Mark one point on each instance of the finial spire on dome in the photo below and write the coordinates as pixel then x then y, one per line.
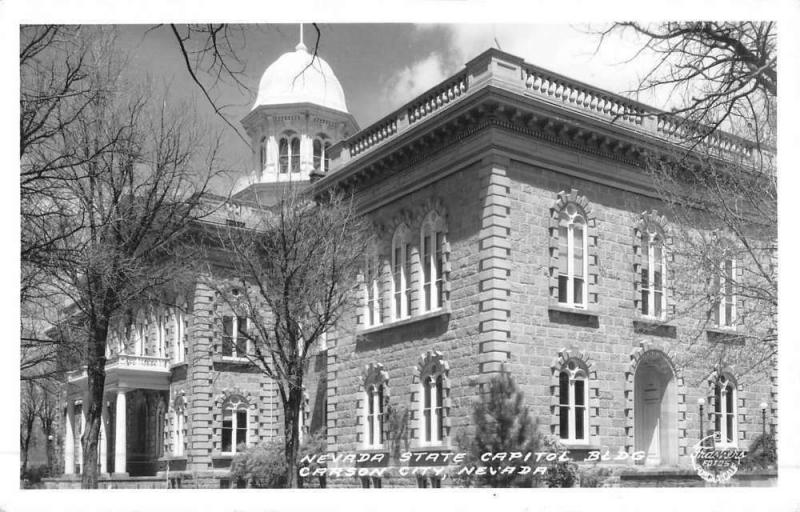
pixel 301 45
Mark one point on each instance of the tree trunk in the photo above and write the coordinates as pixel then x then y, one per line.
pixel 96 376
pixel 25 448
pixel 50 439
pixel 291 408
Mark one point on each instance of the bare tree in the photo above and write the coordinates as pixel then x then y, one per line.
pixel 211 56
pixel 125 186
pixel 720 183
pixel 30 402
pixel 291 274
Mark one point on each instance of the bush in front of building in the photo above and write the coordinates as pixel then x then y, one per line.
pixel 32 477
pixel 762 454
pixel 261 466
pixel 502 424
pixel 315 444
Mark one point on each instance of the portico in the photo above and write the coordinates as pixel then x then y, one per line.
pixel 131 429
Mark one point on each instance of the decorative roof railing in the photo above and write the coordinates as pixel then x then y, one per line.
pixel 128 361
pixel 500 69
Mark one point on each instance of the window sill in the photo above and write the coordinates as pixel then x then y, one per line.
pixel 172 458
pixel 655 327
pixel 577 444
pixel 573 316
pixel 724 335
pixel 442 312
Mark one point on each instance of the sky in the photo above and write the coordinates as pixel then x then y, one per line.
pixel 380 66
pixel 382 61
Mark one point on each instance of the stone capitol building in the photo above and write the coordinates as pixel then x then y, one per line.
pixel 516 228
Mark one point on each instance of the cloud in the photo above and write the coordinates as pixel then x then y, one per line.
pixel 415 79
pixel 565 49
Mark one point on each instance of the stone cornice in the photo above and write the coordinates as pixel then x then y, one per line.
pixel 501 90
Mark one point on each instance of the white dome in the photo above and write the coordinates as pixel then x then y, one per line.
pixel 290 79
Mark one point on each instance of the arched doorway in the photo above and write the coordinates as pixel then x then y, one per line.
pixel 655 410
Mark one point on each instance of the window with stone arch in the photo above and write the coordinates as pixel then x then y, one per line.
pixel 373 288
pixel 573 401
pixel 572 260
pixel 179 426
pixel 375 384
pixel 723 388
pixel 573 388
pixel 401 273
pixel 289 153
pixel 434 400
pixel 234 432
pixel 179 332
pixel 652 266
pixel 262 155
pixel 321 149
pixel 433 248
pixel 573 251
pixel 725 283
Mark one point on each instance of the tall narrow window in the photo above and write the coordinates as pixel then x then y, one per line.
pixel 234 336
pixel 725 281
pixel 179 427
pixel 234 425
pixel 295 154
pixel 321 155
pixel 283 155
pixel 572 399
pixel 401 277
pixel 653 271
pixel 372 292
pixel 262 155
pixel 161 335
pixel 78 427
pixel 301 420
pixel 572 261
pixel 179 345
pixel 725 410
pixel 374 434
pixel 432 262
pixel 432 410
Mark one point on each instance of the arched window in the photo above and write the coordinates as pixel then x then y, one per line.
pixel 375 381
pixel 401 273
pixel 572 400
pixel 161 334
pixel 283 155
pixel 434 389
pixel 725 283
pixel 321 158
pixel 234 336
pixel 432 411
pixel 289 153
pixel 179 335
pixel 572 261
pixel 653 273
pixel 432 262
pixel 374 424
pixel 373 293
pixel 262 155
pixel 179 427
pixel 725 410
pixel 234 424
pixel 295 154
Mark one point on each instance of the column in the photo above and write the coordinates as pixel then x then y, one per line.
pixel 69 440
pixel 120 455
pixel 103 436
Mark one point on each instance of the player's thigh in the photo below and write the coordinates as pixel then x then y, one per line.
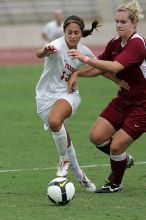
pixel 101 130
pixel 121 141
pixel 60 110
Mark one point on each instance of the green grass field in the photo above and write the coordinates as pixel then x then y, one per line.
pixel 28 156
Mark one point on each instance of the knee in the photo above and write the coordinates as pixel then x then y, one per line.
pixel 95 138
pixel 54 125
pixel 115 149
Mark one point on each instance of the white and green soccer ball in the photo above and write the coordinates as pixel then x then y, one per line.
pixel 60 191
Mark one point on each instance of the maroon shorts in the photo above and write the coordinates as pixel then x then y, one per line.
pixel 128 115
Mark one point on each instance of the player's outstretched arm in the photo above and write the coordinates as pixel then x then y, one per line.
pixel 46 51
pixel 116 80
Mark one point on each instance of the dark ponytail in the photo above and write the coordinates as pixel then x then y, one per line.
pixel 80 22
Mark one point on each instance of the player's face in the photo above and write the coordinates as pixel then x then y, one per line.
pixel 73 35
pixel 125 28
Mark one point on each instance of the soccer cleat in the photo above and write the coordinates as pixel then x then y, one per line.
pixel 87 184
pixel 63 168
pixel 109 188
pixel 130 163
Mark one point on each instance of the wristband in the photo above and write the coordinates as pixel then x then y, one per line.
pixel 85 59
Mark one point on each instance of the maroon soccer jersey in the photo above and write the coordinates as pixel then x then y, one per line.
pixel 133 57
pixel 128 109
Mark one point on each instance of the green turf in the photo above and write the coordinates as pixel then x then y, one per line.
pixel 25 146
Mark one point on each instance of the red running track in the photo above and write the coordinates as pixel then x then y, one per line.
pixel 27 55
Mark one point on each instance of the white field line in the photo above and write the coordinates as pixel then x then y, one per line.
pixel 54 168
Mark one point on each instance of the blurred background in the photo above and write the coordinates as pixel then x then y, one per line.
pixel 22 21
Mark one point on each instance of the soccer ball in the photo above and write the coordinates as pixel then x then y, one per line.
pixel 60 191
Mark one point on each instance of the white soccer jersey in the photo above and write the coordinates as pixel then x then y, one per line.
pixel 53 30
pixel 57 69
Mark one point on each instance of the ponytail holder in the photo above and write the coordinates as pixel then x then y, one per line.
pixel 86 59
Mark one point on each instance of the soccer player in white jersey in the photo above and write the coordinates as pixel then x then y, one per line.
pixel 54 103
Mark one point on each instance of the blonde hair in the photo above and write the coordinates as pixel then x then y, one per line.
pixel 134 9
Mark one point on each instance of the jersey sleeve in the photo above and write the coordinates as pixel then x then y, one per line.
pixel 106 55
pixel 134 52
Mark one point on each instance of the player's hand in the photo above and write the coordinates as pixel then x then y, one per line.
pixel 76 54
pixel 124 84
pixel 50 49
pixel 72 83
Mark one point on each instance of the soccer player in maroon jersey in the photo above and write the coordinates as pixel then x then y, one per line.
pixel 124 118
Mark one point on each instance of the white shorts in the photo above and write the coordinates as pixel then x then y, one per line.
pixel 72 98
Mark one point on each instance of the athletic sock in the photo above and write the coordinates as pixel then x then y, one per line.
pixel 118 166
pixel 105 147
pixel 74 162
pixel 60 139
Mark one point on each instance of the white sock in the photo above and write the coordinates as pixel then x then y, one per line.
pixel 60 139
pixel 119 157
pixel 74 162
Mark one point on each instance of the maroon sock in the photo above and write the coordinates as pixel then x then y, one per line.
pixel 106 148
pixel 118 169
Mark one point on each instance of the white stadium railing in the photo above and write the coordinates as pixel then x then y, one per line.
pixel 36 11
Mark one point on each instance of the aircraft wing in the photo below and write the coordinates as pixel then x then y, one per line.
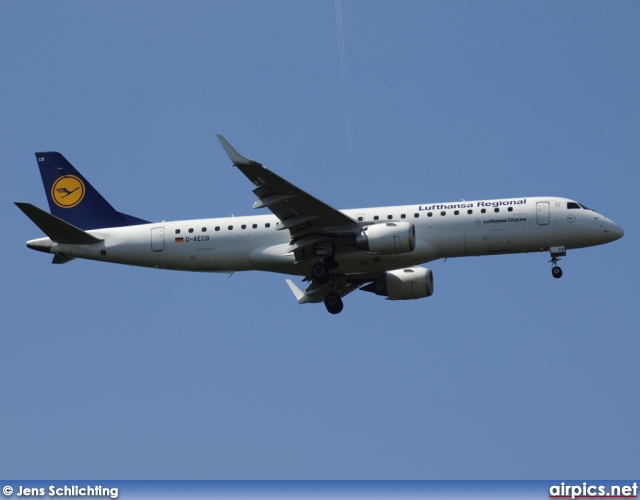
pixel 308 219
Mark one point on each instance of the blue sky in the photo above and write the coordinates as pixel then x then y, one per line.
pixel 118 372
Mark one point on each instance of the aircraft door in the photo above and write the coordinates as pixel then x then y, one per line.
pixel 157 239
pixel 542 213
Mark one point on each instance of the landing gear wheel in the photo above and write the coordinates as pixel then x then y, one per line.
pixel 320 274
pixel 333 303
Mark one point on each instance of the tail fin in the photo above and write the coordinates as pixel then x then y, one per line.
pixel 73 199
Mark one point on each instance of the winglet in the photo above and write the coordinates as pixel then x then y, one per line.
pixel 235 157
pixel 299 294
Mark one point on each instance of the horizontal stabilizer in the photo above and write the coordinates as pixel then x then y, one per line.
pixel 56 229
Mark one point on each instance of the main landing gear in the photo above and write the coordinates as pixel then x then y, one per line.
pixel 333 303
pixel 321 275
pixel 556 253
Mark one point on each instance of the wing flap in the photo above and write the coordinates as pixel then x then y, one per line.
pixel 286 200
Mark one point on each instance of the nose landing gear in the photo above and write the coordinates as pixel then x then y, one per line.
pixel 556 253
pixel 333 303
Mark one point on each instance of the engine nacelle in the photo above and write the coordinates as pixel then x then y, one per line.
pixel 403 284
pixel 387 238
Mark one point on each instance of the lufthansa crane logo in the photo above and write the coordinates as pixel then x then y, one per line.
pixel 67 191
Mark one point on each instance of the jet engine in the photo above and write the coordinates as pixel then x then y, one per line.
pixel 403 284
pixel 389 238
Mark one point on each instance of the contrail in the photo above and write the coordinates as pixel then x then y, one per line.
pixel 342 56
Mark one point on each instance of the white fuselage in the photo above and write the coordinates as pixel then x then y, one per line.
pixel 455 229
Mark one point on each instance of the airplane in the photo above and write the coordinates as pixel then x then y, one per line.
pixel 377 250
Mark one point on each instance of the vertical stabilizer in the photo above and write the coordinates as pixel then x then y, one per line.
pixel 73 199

GOAL OF THE EXERCISE:
Extract, verbatim, the lines from the one containing "Mark one point on each instance of the jet" through the last line of the listing above.

YOUR SOLUTION:
Mark one point on each instance of the jet engine in the photo above and write the coordinates as pixel then x then y, one per line.
pixel 403 284
pixel 389 238
Mark one point on each instance of the contrail in the photo above and write the coordinates as pixel then x then y, one per line.
pixel 342 56
Mark one point on each instance of the white fuselage in the photo above and write the coordinates as pixel then x then y, one per line.
pixel 455 229
Mark one point on each instance of the airplane in the photo above and write the coordinates as pixel then x then y, one per line.
pixel 377 250
Mark one point on each instance of the vertical stabilizer in the photo above and write the coordinates as pixel then x then y, one per line.
pixel 73 199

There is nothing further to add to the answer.